AIM
Identify each line of the records below that contains the word "head", and copy every such line in full.
** START **
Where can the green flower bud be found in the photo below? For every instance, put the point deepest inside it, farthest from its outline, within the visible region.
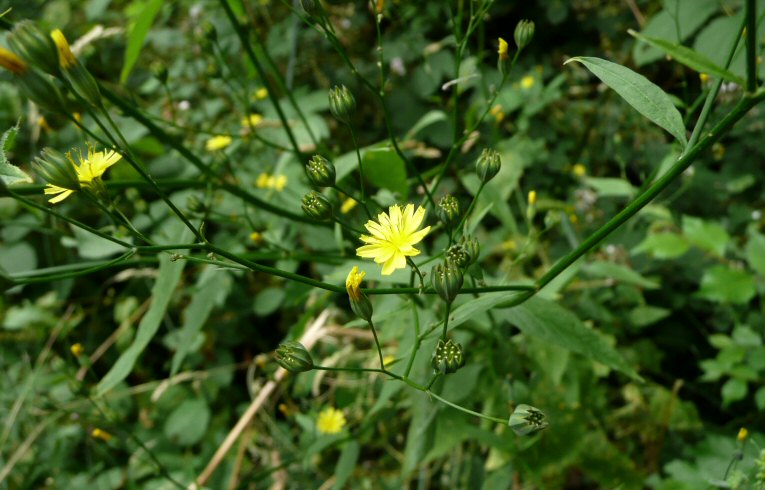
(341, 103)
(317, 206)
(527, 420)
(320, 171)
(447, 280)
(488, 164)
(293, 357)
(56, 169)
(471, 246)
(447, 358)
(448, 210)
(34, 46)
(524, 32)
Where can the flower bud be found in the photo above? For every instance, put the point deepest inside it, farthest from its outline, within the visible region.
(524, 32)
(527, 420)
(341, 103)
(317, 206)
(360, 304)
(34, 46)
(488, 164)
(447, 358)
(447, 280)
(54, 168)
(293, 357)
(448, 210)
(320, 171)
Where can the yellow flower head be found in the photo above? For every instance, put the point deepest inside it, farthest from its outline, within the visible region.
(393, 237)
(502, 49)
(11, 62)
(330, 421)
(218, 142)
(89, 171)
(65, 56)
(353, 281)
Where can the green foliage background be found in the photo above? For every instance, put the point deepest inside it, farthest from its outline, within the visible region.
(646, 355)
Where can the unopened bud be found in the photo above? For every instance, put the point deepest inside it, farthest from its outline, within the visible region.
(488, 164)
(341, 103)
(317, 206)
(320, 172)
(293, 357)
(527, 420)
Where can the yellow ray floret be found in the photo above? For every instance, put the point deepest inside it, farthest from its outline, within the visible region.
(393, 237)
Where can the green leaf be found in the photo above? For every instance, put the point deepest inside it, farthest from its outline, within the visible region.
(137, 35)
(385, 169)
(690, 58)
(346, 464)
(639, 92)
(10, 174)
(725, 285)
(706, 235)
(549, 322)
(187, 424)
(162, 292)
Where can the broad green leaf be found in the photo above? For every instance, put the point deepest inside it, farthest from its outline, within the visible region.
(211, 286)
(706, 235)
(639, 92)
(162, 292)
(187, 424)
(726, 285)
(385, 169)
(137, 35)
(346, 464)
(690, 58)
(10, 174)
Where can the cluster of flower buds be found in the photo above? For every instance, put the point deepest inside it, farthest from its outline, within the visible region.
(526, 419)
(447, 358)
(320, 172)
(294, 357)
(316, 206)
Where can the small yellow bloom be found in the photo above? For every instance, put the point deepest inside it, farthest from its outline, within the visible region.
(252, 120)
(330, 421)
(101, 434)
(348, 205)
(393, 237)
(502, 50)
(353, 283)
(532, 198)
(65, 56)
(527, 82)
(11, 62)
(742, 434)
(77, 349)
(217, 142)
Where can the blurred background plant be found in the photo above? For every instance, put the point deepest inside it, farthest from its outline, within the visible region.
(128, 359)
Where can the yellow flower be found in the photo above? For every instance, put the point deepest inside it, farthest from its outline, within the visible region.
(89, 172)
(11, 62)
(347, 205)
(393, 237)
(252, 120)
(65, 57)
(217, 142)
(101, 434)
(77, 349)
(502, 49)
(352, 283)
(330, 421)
** END **
** START **
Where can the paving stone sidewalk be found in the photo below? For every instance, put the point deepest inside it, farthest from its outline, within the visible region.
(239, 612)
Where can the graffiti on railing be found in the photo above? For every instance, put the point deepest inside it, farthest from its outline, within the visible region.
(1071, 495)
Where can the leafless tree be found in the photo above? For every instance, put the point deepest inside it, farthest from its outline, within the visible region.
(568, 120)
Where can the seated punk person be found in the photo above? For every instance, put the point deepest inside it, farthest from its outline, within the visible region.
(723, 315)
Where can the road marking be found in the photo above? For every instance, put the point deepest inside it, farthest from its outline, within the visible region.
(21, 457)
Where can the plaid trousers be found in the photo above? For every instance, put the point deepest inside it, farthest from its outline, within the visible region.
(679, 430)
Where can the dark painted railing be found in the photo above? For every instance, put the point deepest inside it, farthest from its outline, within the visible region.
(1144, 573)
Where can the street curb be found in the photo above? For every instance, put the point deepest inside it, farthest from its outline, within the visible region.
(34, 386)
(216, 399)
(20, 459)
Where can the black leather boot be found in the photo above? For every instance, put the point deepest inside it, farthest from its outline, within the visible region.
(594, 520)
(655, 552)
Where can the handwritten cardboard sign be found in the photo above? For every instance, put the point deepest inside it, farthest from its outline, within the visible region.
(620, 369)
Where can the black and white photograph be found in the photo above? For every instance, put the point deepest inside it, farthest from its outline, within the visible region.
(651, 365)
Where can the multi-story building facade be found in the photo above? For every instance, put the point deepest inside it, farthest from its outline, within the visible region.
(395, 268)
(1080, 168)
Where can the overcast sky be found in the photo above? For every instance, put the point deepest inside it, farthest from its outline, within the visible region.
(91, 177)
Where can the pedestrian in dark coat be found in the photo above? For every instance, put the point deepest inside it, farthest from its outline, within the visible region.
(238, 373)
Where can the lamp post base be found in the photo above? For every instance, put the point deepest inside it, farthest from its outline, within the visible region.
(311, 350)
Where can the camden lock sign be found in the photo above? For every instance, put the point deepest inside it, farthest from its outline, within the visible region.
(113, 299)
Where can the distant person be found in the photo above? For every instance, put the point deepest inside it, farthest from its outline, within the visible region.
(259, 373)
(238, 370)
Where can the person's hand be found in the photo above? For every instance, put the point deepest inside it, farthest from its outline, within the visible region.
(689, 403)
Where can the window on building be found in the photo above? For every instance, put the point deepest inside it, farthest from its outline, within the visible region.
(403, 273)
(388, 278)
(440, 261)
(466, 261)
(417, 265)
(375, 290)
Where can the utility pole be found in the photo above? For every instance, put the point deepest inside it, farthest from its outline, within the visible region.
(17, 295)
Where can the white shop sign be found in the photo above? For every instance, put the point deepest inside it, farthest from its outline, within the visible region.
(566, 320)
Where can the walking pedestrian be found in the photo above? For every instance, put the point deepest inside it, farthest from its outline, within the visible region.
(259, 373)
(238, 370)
** END **
** START **
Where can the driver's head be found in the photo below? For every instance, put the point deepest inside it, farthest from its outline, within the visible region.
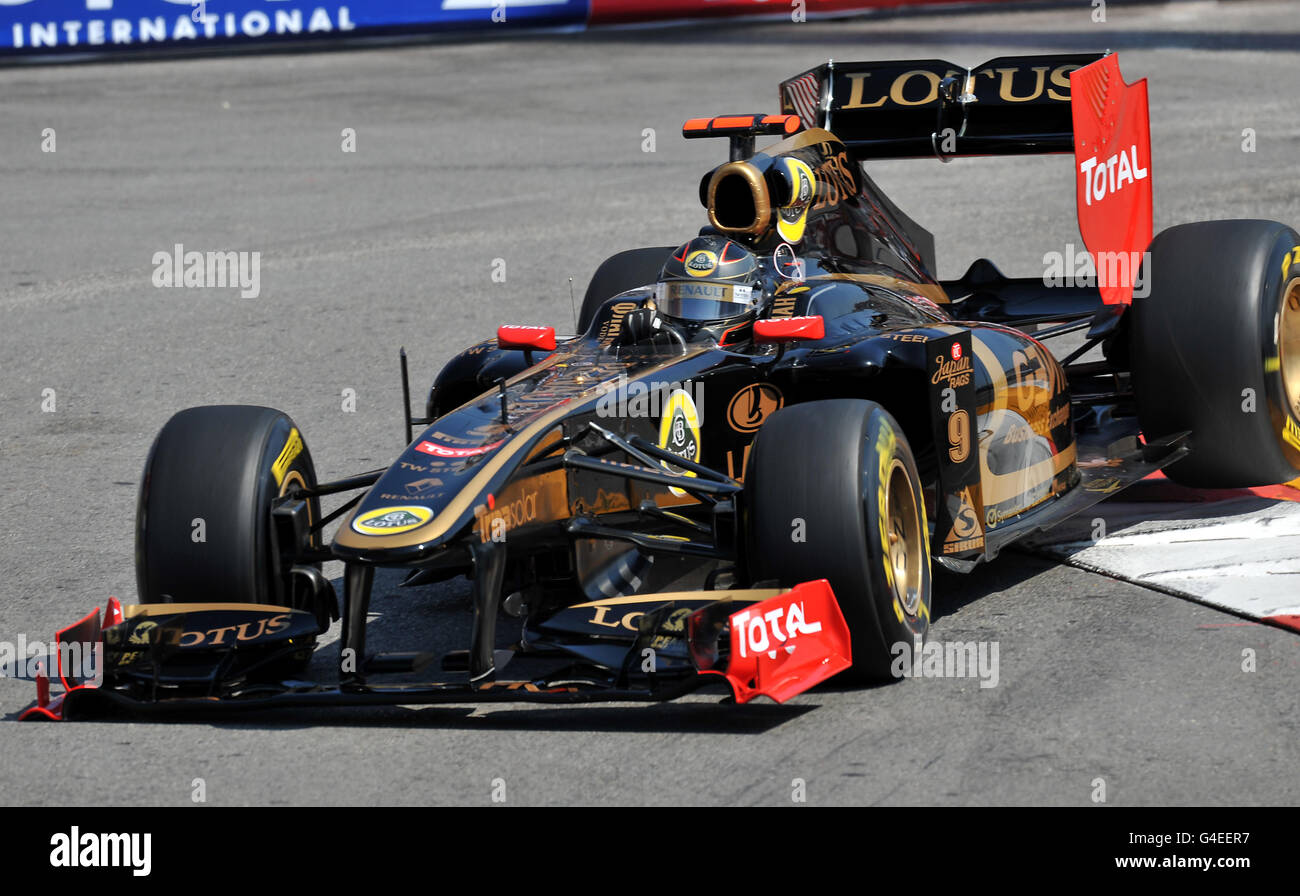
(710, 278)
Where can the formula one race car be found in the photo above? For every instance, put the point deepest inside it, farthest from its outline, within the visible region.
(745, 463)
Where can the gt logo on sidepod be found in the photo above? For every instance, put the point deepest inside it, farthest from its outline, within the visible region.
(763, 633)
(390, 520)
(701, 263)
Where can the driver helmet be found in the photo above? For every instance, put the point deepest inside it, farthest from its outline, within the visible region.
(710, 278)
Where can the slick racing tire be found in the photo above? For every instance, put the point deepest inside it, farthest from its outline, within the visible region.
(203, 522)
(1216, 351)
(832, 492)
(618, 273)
** END **
TASK OUTPUT
Where can the yellow flower head be found in the photo above? For every instance, put the point deepest inside it, farthest from its outline, within the visible region.
Where can the driver's head be found in the photo below? For every instance, put the point deepest inside it, farthest from its outline, within the visible region.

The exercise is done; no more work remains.